Sağlanan metin:
^^^^

Batı'nın İsrail rejimine yeniden desteği
(last modified Wed, 17 Jan 2024 14:40:52 GMT )
Ocak 17, 2024 16:40 Europe/Istanbul
  • Batı'nın İsrail rejimine yeniden desteği

Siyonist rejim Gazze'de yaşayan Filistinlileri katliam etmeye devam ederken, Batılı ülkeler de İsrail rejimini desteklemeyi sürdürerek, tüm insani iddialarının aksine korsan rejimi, bu savaş ve katliamda donatıyor.

Bu kapsamda Almanya hükümeti, Siyonist rejime top mühimmatı gönderileceğine ilişkin ilk onayı bu ülkenin Dışişleri Bakanlığı ve Savunma Bakanlığı'ndaki ilgili birimlerden aldığını duyurdu.
Der Spiegel gazetesi, bilgi sahibi kaynaklarından naklen şu sözlere yer verdi: Berlin, İsrail ordusunun Gazze Şeridi'ndeki savaşı sürdürmek ve çevresindeki tüm bölgesel savaş alanlarında Tel Aviv'i desteklemek için ihtiyaç duyduğu tank mühimmatı ve top sistemi teçhizatını tedarik etmeyi düşünüyor.
Almanya yönetimi, askeri teçhizatını İsrail'e ihraç etme lisansı son aylarda işgal rejiminin Gazze'deki Filistinlilere saldırılarının tırmandığı bir sırada 10 kat artarken, Berlin bu lisansların verilmesine öncelik veriyor.
Almanya İsrail'e silah satışına öncelik verirken, korsan rejim İsrail'in bombardımanlarında her gün onlarca Filistinli yaralanıyor ve şehit oluyor. Gazze'de savaşın şiddetlendiği son 100 günde şehit sayısı 24 binin üzerine çıktı. Gazze'de durum oldukça kritik hale gelirken Dünya Sağlık Örgütü de şu açıklamayı yaptı: Gazze'de yaşayanların yüzde 15'i felaket durumda ve açlık çekiyor, ayrıca yerinden edilmiş 1 milyon insan var. Birçok kadın ve çocuk felaket içinde yaşıyor.

^^^^

Verilen veriler:
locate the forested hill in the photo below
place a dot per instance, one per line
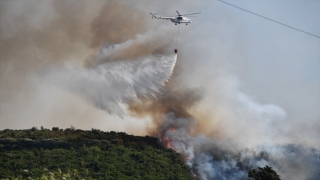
(78, 154)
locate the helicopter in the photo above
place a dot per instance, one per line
(177, 19)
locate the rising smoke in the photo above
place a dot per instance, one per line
(70, 62)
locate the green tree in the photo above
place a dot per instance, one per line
(265, 173)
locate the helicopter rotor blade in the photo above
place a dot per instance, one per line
(190, 14)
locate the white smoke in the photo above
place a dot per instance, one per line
(113, 84)
(212, 158)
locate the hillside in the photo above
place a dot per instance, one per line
(78, 154)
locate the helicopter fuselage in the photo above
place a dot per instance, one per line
(179, 20)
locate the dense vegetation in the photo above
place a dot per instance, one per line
(78, 154)
(265, 173)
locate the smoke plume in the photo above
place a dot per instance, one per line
(68, 63)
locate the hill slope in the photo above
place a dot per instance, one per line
(78, 154)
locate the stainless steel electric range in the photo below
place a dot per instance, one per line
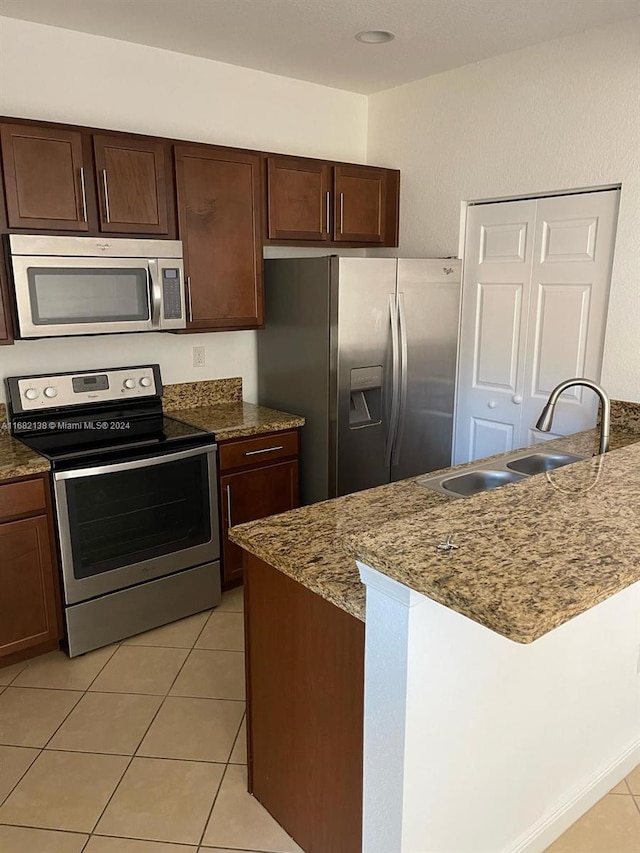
(135, 500)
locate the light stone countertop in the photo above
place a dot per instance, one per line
(532, 554)
(237, 420)
(16, 459)
(217, 406)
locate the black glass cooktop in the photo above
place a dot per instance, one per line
(87, 442)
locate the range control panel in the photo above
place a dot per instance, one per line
(66, 389)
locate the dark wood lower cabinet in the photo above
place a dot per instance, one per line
(305, 701)
(30, 608)
(248, 495)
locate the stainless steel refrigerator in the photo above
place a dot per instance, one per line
(365, 349)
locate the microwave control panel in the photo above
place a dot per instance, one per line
(69, 389)
(171, 294)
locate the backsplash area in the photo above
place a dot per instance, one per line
(226, 354)
(191, 395)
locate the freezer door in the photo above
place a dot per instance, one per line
(363, 292)
(429, 306)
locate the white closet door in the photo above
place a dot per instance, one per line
(495, 297)
(573, 255)
(534, 310)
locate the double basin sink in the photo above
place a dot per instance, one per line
(492, 475)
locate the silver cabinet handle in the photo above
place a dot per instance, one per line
(266, 450)
(83, 191)
(395, 378)
(402, 409)
(106, 195)
(187, 282)
(228, 491)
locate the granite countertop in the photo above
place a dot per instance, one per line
(236, 420)
(547, 548)
(217, 406)
(16, 459)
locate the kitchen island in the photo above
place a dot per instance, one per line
(480, 682)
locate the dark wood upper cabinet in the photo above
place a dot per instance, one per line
(44, 177)
(299, 199)
(360, 197)
(132, 187)
(219, 219)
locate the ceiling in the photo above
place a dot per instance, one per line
(314, 39)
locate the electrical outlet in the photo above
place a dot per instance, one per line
(198, 356)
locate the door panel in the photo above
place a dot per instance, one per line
(28, 610)
(571, 273)
(499, 316)
(131, 185)
(360, 200)
(219, 216)
(44, 178)
(251, 494)
(495, 298)
(488, 437)
(361, 292)
(429, 291)
(298, 198)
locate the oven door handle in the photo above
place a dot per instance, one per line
(133, 464)
(156, 294)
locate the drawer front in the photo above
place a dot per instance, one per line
(22, 498)
(257, 451)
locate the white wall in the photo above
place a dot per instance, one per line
(58, 75)
(560, 115)
(528, 737)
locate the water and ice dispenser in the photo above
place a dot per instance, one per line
(365, 396)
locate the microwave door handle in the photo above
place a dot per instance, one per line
(156, 294)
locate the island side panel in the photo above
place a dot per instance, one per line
(305, 699)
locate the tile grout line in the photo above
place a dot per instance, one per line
(224, 773)
(40, 749)
(85, 691)
(213, 804)
(146, 732)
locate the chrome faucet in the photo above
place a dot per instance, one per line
(546, 416)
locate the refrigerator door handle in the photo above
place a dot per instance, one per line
(404, 379)
(395, 379)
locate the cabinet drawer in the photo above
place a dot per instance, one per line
(22, 498)
(255, 451)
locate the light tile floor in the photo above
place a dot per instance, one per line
(140, 748)
(136, 748)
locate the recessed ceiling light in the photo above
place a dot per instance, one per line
(374, 36)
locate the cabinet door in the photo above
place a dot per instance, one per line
(249, 495)
(219, 224)
(299, 199)
(28, 609)
(360, 204)
(44, 177)
(131, 185)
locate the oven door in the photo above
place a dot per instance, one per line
(83, 296)
(126, 523)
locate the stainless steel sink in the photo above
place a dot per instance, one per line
(538, 463)
(491, 475)
(478, 481)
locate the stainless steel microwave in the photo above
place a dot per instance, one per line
(93, 286)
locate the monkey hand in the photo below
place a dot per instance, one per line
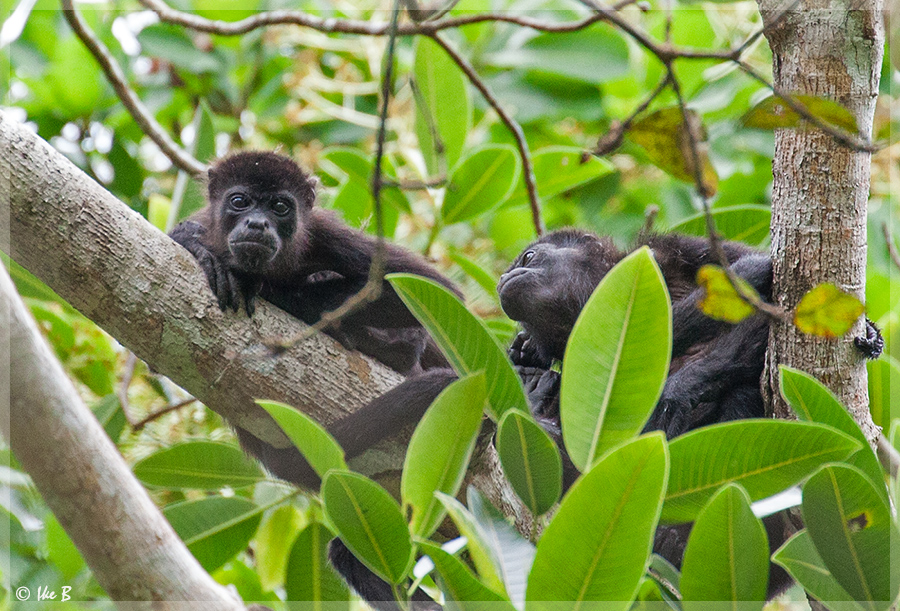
(222, 282)
(871, 344)
(542, 390)
(523, 352)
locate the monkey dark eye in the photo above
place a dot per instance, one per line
(281, 208)
(239, 202)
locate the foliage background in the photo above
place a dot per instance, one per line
(315, 97)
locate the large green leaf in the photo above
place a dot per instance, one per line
(486, 562)
(462, 590)
(215, 528)
(513, 554)
(530, 460)
(798, 556)
(747, 223)
(314, 442)
(447, 106)
(884, 390)
(273, 542)
(370, 523)
(309, 575)
(597, 545)
(558, 169)
(440, 449)
(727, 555)
(852, 529)
(482, 181)
(463, 338)
(204, 465)
(763, 456)
(813, 402)
(616, 360)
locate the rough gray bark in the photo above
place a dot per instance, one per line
(131, 549)
(149, 294)
(824, 49)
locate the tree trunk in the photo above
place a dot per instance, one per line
(822, 48)
(131, 549)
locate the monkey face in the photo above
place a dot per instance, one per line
(257, 225)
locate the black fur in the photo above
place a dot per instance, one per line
(261, 236)
(716, 367)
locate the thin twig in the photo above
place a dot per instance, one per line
(373, 287)
(715, 240)
(141, 115)
(892, 248)
(122, 391)
(137, 426)
(846, 139)
(352, 26)
(514, 128)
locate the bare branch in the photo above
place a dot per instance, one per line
(141, 115)
(140, 424)
(351, 26)
(511, 124)
(715, 240)
(892, 248)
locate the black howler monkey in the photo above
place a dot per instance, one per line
(261, 236)
(716, 367)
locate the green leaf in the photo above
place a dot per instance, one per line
(594, 55)
(356, 165)
(204, 465)
(727, 555)
(484, 279)
(763, 456)
(530, 461)
(440, 449)
(774, 113)
(482, 181)
(447, 106)
(61, 551)
(318, 447)
(558, 169)
(462, 590)
(852, 530)
(215, 528)
(884, 390)
(798, 556)
(273, 544)
(370, 523)
(813, 402)
(616, 360)
(663, 136)
(597, 545)
(309, 575)
(827, 311)
(463, 338)
(170, 43)
(720, 300)
(746, 223)
(486, 562)
(512, 554)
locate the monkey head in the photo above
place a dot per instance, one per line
(547, 285)
(259, 202)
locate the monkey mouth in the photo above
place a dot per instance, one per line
(251, 255)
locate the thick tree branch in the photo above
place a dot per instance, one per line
(131, 549)
(149, 294)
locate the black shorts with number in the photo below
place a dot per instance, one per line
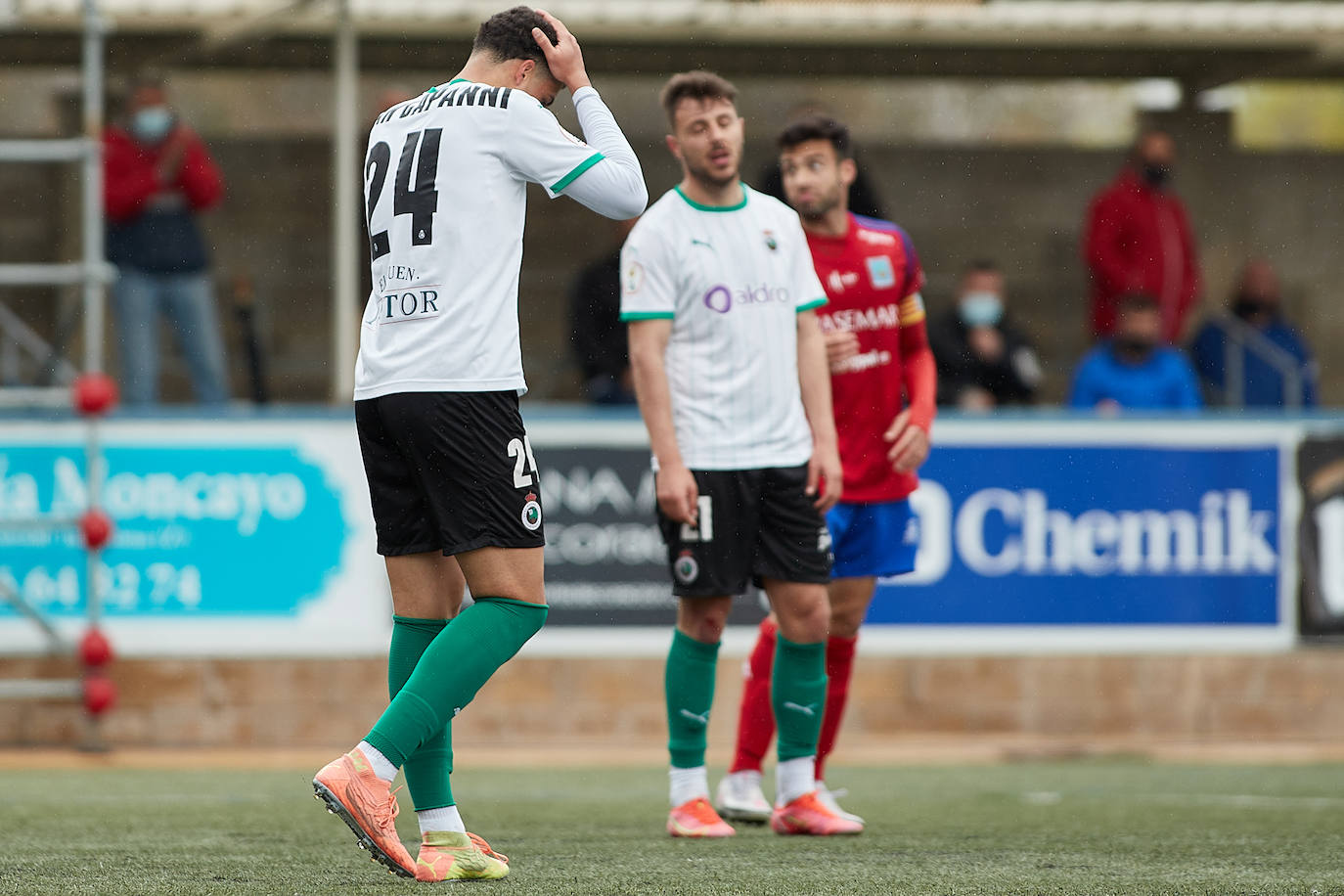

^^^^

Yazılı yönerge 1:
Almanya'nın İsrail'e silah desteğine dair metinde “Almanya İsrail'e silah satışına öncelik verirken” sözleriyle başlayan paragrafta geçen sayısal ifadelerin tamamını sıralayın.
Yazılı yönerge 2:
Aşağıdaki ifadelerin her biri, Almanya'nın İsrail'e silah desteğine dair metinle uyuşuyor mu? Her biri için evet ya da hayır deyin ve kararınızı belirleyen sözleri metinden aynen alıntılayın.
(a) Almanya hükümeti, top mühimmatı gönderimi için ilk onayı Dışişleri Bakanlığı ve Savunma Bakanlığı'ndaki ilgili birimlerden almıştır.
(b) Der Spiegel, aktardığı bilgiyi Almanya Başbakanı'na dayandırmıştır.
(c) Almanya'nın İsrail'e askeri teçhizat ihraç lisansı son aylarda beş kat artmıştır.
Yazılı yönerge 3:
Almanya'nın İsrail'e silah desteğine dair metnin devamını, bittiği yerden itibaren yazın.
Öğeler başka bir kaynaktan alınmıştır.

Alıştırma cevabı 1:
- son 100 gün
- 24 binin üzerine
- yüzde 15
- 1 milyon insan

Alıştırma cevabı 2:
(a) Evet: “Siyonist rejime top mühimmatı gönderileceğine ilişkin ilk onayı bu ülkenin Dışişleri Bakanlığı ve Savunma Bakanlığı'ndaki ilgili birimlerden aldığını duyurdu.”
(b) Hayır: “Der Spiegel gazetesi, bilgi sahibi kaynaklarından naklen şu sözlere yer verdi”
(c) Hayır: “askeri teçhizatını İsrail'e ihraç etme lisansı son aylarda işgal rejiminin Gazze'deki Filistinlilere saldırılarının tırmandığı bir sırada 10 kat artarken”

Alıştırma cevabı 3:
Bu durumda dünyanın birçok ülkesi Siyonist rejimin Gazze halkına karşı işlediği suçları kınayıp, Gazze halkına yardım yolu açmak için barışı tesis etmeye çalışırken, Almanya dahil Batılı ülkeler onlara sadece eşlik etmezken üstelik  Siyonist rejim ordusunu donatmak için de adeta yarışıyormuş gibi ellerinden geleni yapıyor.
Bu arada Batılı ülkeler Uluslararası Adalet Divanı'na baskı yapmaya başladı. İsrail'in Gazze halkına karşı işlediği suçlarla ilgili dava geçtiğimiz hafta Uluslararası Adalet Divanı'nda resmen başladı ve dünyanın birçok ülkesi Güney Afrika'nın İsrail'e karşı yaptığı şikâyete destek vererek bu rejimi Gazze'de soykırım yapmakla suçladı. Bu koşullarda Batılı ülkeler, ırkçı rejime olan siyasi desteklerini de artırdılar. Bu durumda Almanya hükümeti, Uluslararası Adalet Divanı'nın İsrail suçlarıyla ilgili ilk toplantısını yaptıktan sonra Tel Aviv'e desteğini ilan etti.
 Rusya'nın Birleşmiş Milletler'deki temsilci yardımcısı "Dmitry Polyansky" bu bağlamda yaptığı açıklamada şöyle diyor: "Gazze savaşı Batılı ülkelerin çifte davranışını gösterdi ve onlar İsrail'in eylemlerini olduğu gibi adlandırmaya bile cesaret edemiyorlar."
Alman hükümeti, Siyonist rejimin Gazze'de gerçekleştirdiği soykırıma ilişkin şikâyeti resmen reddederek, Uluslararası Adalet Divanı toplantılarına üçüncü taraf olarak katılarak 1948 Soykırım Sözleşmesi'nin kullanımına açıklık getirmeye hazır olduğunu duyurdu.
Aslında Siyonist rejimin işlediği suçların uluslararası toplum ve dünyanın birçok ülkesi tarafından kınanması ve Tel Aviv'in Filistinlilere karşı işlediği suçları Uluslararası Adalet Divanı'nda izah edememesi, Batılı ülkelerin Siyonist rejimi her zamankinden daha fazla desteklemesine neden oldu, öyle ki geçen günlerde İngiltere Dışişleri Bakanı David Cameron Uluslararası Ceza Mahkemesi Savcısı Kerim Han ile görüşmüştü. İngiltere Dışişleri Bakan Yardımcısı Tarık Ahmed bu konuyla ilgili “David Cameron ve ben Uluslararası Ceza Mahkemesi Savcısı Kerim Han ile görüştük.” dedi.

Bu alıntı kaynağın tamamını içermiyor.